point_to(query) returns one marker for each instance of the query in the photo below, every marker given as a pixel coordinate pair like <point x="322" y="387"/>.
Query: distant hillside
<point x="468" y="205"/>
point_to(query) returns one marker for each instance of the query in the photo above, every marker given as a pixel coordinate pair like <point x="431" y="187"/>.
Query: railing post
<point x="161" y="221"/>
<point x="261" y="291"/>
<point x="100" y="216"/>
________________
Present the lines above as a numbered list, omitting any blank lines.

1. point_to(query) returns one marker for each instance of the query in the photo below, every marker given as a pixel coordinate pair like <point x="322" y="387"/>.
2. Query: distant hillside
3. <point x="468" y="205"/>
4. point_to(query) returns one marker for each instance of the query in the photo above, every marker given as a pixel coordinate pair like <point x="431" y="187"/>.
5. Query: railing post
6. <point x="161" y="221"/>
7. <point x="261" y="291"/>
8. <point x="100" y="216"/>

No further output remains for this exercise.